### Stored dataset items
* * * * *

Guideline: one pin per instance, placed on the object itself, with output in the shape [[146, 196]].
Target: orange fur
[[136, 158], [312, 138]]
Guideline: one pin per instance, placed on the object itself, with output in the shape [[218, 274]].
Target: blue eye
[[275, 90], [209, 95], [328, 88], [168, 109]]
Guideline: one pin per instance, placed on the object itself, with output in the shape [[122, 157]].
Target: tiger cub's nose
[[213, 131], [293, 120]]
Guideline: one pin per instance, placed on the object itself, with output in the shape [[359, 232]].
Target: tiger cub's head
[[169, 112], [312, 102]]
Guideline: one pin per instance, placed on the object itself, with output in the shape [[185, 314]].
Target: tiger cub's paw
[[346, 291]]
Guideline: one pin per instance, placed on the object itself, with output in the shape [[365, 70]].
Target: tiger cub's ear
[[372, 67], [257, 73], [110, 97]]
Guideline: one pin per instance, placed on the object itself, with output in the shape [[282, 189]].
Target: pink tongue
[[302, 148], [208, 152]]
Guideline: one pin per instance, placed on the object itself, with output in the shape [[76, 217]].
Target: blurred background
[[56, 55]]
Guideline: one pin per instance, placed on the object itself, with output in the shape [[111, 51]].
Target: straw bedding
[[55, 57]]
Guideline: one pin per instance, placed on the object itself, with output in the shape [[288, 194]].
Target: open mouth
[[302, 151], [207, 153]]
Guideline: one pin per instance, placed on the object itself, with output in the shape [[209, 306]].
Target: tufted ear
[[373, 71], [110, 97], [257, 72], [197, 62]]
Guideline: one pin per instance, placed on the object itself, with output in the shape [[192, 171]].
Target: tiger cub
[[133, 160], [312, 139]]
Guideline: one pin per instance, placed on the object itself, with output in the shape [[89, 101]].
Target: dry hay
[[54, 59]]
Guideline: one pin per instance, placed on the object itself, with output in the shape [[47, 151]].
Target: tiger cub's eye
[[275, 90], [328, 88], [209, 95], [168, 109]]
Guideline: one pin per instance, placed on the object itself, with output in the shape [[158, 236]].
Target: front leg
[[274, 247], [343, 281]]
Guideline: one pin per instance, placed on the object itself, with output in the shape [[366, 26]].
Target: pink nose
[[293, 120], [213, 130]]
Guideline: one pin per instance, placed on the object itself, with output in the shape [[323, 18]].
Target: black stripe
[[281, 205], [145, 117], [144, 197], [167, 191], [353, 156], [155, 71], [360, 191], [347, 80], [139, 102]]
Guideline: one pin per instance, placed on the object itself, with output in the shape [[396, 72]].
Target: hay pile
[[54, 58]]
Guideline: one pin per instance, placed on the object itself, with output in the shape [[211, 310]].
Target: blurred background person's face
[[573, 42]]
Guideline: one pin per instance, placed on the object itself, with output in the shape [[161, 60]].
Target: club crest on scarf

* * * * *

### Required work
In the records, swap "Target" for "Label" in the lines from the one containing "shape [[282, 189]]." through the one containing "[[133, 160], [312, 139]]", inclusive, and give back only those lines with nothing else changed.

### Answer to this problem
Guideline: one pin per instance, placed on the object itself, with output in the shape [[282, 189]].
Label: pink tongue
[[302, 148], [208, 152]]
Guideline: one pin per instance, placed on the object itself, with output in the shape [[76, 217]].
Label: blurred background
[[56, 55]]
Guideline: one pin per instance, placed on the object itself, with output in the shape [[111, 51]].
Label: straw bedding
[[55, 57]]
Guideline: one pin per instance, placed on the object itself, with output in the shape [[288, 194]].
Label: open mouth
[[302, 151], [207, 153]]
Guideline: one pin per instance, placed on the object itself, with output in the shape [[209, 306]].
Label: tufted ear
[[373, 71], [110, 97], [257, 72], [197, 62]]
Guideline: one pin per instance, placed on the object itself, with output in the shape [[192, 171]].
Label: tiger cub
[[133, 160], [312, 139]]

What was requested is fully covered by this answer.